▶ WHAT TO PRODUCE
Render every line of the records below as a numbered list, omitting any blank lines.

▶ RECORD EXCERPTS
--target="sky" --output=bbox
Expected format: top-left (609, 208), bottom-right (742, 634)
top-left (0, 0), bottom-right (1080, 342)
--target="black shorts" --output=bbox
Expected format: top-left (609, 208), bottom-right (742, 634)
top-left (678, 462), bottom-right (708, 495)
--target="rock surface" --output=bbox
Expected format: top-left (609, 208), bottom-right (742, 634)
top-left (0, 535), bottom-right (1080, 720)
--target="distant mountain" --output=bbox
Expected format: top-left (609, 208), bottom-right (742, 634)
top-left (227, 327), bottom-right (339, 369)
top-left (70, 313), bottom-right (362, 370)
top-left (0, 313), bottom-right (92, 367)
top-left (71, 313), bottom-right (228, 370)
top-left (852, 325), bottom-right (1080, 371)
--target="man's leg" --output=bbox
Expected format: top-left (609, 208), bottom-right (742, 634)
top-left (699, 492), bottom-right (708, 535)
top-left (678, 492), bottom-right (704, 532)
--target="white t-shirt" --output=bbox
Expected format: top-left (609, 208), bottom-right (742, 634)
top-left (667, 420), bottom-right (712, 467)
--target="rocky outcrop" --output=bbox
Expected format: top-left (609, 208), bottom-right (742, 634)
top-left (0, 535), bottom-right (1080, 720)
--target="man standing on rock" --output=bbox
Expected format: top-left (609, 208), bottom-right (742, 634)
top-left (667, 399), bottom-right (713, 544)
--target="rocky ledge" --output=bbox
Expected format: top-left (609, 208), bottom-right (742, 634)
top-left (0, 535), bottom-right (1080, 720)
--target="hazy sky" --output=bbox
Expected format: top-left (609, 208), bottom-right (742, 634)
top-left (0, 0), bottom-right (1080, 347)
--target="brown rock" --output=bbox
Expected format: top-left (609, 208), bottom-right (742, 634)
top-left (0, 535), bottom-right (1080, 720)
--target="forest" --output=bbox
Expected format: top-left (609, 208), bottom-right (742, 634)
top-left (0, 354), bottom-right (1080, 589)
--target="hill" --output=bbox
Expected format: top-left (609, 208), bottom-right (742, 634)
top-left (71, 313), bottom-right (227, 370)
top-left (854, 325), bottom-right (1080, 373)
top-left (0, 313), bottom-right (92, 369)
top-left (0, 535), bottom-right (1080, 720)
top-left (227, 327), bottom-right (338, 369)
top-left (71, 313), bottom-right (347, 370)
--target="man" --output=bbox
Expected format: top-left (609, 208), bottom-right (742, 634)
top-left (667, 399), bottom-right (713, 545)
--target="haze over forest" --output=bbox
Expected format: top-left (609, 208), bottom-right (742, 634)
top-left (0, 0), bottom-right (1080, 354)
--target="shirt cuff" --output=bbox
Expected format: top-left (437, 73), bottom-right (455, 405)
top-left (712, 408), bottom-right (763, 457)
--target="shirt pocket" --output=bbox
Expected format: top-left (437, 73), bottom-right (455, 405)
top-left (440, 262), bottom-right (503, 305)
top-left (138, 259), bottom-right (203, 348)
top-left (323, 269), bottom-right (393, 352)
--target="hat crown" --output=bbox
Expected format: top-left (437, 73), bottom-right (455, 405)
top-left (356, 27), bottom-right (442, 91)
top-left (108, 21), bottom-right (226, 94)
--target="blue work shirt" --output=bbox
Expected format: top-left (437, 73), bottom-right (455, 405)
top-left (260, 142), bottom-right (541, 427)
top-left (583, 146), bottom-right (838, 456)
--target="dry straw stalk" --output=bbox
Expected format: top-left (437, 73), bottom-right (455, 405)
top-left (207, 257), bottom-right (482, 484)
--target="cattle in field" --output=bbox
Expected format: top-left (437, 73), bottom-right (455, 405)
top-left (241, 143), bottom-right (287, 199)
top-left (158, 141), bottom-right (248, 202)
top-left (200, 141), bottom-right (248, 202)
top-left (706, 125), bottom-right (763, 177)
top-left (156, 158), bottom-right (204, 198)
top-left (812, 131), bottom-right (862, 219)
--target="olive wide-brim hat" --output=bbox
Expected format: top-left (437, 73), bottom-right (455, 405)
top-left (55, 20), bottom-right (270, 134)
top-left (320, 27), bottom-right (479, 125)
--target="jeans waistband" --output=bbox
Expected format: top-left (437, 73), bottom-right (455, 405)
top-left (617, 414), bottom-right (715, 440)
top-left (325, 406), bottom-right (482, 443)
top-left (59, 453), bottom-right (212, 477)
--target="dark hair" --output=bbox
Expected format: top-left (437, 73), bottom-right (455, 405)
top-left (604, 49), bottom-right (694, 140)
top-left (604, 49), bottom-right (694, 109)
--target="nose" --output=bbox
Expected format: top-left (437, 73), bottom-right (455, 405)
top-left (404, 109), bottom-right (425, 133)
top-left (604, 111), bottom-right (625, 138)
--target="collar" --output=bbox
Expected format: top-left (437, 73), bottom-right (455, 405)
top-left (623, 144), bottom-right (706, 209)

▶ CORRECT RESULT
1. --target="sky" --output=bbox
2. Expected format: top-left (609, 208), bottom-right (742, 634)
3. top-left (0, 0), bottom-right (1080, 342)
4. --target="black shorts" --output=bbox
5. Expected format: top-left (609, 208), bottom-right (742, 634)
6. top-left (678, 462), bottom-right (708, 495)
7. --target="rock surface" --output=bbox
8. Expected format: top-left (609, 208), bottom-right (742, 634)
9. top-left (0, 535), bottom-right (1080, 720)
10. --target="distant mountain" --output=bbox
11. Expected format: top-left (609, 208), bottom-right (742, 634)
12. top-left (227, 327), bottom-right (339, 369)
13. top-left (70, 313), bottom-right (362, 370)
14. top-left (0, 313), bottom-right (92, 367)
15. top-left (71, 313), bottom-right (228, 370)
16. top-left (852, 325), bottom-right (1080, 371)
17. --target="man's leg" --output=bbox
18. Expected format: top-left (609, 208), bottom-right (742, 634)
19. top-left (699, 492), bottom-right (708, 535)
20. top-left (678, 492), bottom-right (704, 532)
21. --target="white t-shirt" --output=bbox
22. Expected format: top-left (609, 208), bottom-right (742, 634)
23. top-left (667, 420), bottom-right (712, 467)
24. --target="rocky outcrop" --output=bbox
25. Expected format: top-left (609, 208), bottom-right (742, 634)
26. top-left (0, 535), bottom-right (1080, 720)
27. --target="man standing on rock" --output=bbox
28. Expected format: top-left (609, 208), bottom-right (742, 634)
29. top-left (667, 399), bottom-right (713, 544)
30. --target="rocky ledge" --output=bbox
31. Expected format: top-left (609, 208), bottom-right (742, 634)
32. top-left (0, 535), bottom-right (1080, 720)
33. --target="hazy sky" --output=bbox
34. Expected format: top-left (609, 208), bottom-right (742, 634)
35. top-left (0, 0), bottom-right (1080, 347)
36. --target="brown rock" --output=bbox
37. Expected format: top-left (609, 208), bottom-right (742, 634)
38. top-left (0, 535), bottom-right (1080, 720)
39. --target="forest" --output=bbox
40. Expected format: top-left (609, 208), bottom-right (742, 634)
41. top-left (0, 354), bottom-right (1080, 589)
42. --target="hill" --output=bbox
43. Expected format: top-left (609, 208), bottom-right (742, 634)
44. top-left (71, 313), bottom-right (227, 370)
45. top-left (854, 325), bottom-right (1080, 373)
46. top-left (0, 313), bottom-right (92, 369)
47. top-left (0, 535), bottom-right (1080, 720)
48. top-left (227, 327), bottom-right (338, 369)
49. top-left (71, 313), bottom-right (347, 370)
50. --target="man" --output=bbox
51. Expected format: top-left (609, 208), bottom-right (742, 634)
52. top-left (667, 399), bottom-right (713, 545)
53. --target="haze over forest" --output=bbox
54. Expected format: top-left (609, 208), bottom-right (742, 634)
55. top-left (0, 0), bottom-right (1080, 354)
56. --target="shirt cuff" --output=bbox
57. Expected format: top-left (437, 73), bottom-right (455, 405)
58. top-left (712, 408), bottom-right (763, 457)
59. --target="shirt pocket" --output=bbox
60. Expected format: top-left (437, 73), bottom-right (455, 405)
61. top-left (440, 262), bottom-right (503, 305)
62. top-left (138, 259), bottom-right (203, 348)
63. top-left (323, 269), bottom-right (393, 352)
64. --target="hat crown" --output=bbox
65. Expected format: top-left (437, 73), bottom-right (455, 405)
66. top-left (356, 27), bottom-right (442, 91)
67. top-left (108, 21), bottom-right (226, 94)
68. --target="blue work shirt" --output=bbox
69. Expected format: top-left (437, 73), bottom-right (455, 405)
70. top-left (260, 142), bottom-right (541, 427)
71. top-left (583, 146), bottom-right (838, 456)
72. --target="dry straw stalk" --output=bbox
73. Expected format: top-left (437, 73), bottom-right (455, 405)
74. top-left (207, 257), bottom-right (482, 484)
75. --target="cattle in field" --output=bbox
76. Expected format: top-left (437, 73), bottom-right (455, 405)
77. top-left (241, 143), bottom-right (287, 199)
78. top-left (158, 141), bottom-right (248, 202)
79. top-left (200, 141), bottom-right (248, 202)
80. top-left (706, 125), bottom-right (763, 177)
81. top-left (156, 158), bottom-right (204, 198)
82. top-left (812, 131), bottom-right (862, 219)
83. --target="olive wide-brim hat" --output=bbox
84. Expected format: top-left (437, 73), bottom-right (455, 405)
85. top-left (55, 20), bottom-right (270, 134)
86. top-left (320, 27), bottom-right (479, 125)
87. --target="jeans waistband" --output=bbox
88. Expected format: top-left (437, 73), bottom-right (455, 405)
89. top-left (617, 414), bottom-right (715, 440)
90. top-left (325, 406), bottom-right (482, 443)
91. top-left (59, 453), bottom-right (212, 477)
92. --target="dark hair" --output=bbox
93. Expected format: top-left (437, 73), bottom-right (455, 405)
94. top-left (604, 49), bottom-right (694, 140)
95. top-left (604, 49), bottom-right (694, 109)
96. --target="nose" --output=bbox
97. Expected format: top-left (437, 73), bottom-right (455, 405)
98. top-left (404, 109), bottom-right (425, 133)
99. top-left (604, 111), bottom-right (625, 138)
100. --target="collar" --output=bbox
101. Expected format: top-left (437, 73), bottom-right (455, 405)
102. top-left (623, 144), bottom-right (706, 209)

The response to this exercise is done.